- GOALS
a - Decide whether each statement agrees with the text about Najla's zero-waste blog. Answer yes or no, and quote the words of the text that settle it: (i) Najla's blog is called Zero Waste Palestine. (ii) Najla's interest in sustainability began only in adulthood. (iii) The home Najla grew up in discouraged overconsumption.
b - Summarize the text about Najla's zero-waste blog in two sentences.
c - Carry on the text about Najla's zero-waste blog, starting after its final sentence.

--- TEXT SECTION ---

It’s amazing to come across stories across the world of individuals striving to make a difference. And we’ve seen many such on our platform. Our latest is from the Palestine, where Najla via her blog Zero Waste Palestine, shares a personal journey towards a zero-waste lifestyle in a non-zero-waste friendly environment.
She is attempting to raise awareness among people in Palestine and the Middle East on challenges related to climate change and provides tips on measures one could take to live a more sustainable, zero-waste life.
Journey & interest in sustainability
My interest in sustainability started quite early. I grew up in a home valuing conservation behavior and discouraging overconsumption in general. Since a young age, I have been taught to appreciate good quality materials and long-lasting practices, like reusing old clothes that once belonged to my mother and grandmother.

--- SOURCE MATERIAL ---

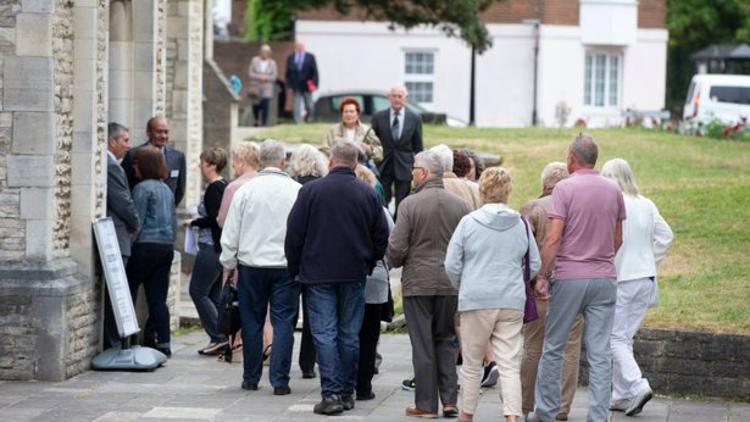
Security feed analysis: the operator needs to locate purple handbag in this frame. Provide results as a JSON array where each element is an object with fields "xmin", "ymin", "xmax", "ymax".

---

- TASK ANSWERS
a -
(i) Yes: "Najla via her blog Zero Waste Palestine"
(ii) No: "My interest in sustainability started quite early."
(iii) Yes: "discouraging overconsumption in general"

b - Through her blog Zero Waste Palestine, Najla shares her journey toward a zero-waste lifestyle in an environment that is not friendly to one, raising awareness of climate change in Palestine and the Middle East and offering tips for living more sustainably. Her interest began early, in a home that valued conservation, discouraged overconsumption, and taught her to reuse old clothes that belonged to her mother and grandmother.

c -
My interest in sustainability was nourished during my university studies when I served as President of the student organization Oikos Lund, which focuses on promoting sustainability in business and economics for students. I started the blog Zero Waste Palestine as a result of a personal frustration I experienced when moving to Palestine one year ago. In Palestine, and the surrounding region in general, problems related to climate change are not commonly known of, and the lack of waste management facilities makes it very difficult to deal with one’s waste and engage in recycling practices. Garbage containers are overfilled with non-separated waste. Streets are very often trashy, filled with disposable plastics, packaging, even furniture and household appliances.
I started thinking of ways of reducing my own waste resulting from daily routines, and decided to blog about it to share this experience with others and in an attempt of spreading awareness about environmental problems and waste issues.
What Zero Waste Palestine is striving to achieve and the experience so far
The blog strives to inspire others to achieve a more sustainable and environmentally conscious lifestyle by showcasing simple ways of small behavioral changes that could reduce one’s waste significantly. The content of the posts is adapted to those living in Palestine and the surrounding region, especially considering the absence of proper waste management for households, making it difficult to deal with waste in a proper manner.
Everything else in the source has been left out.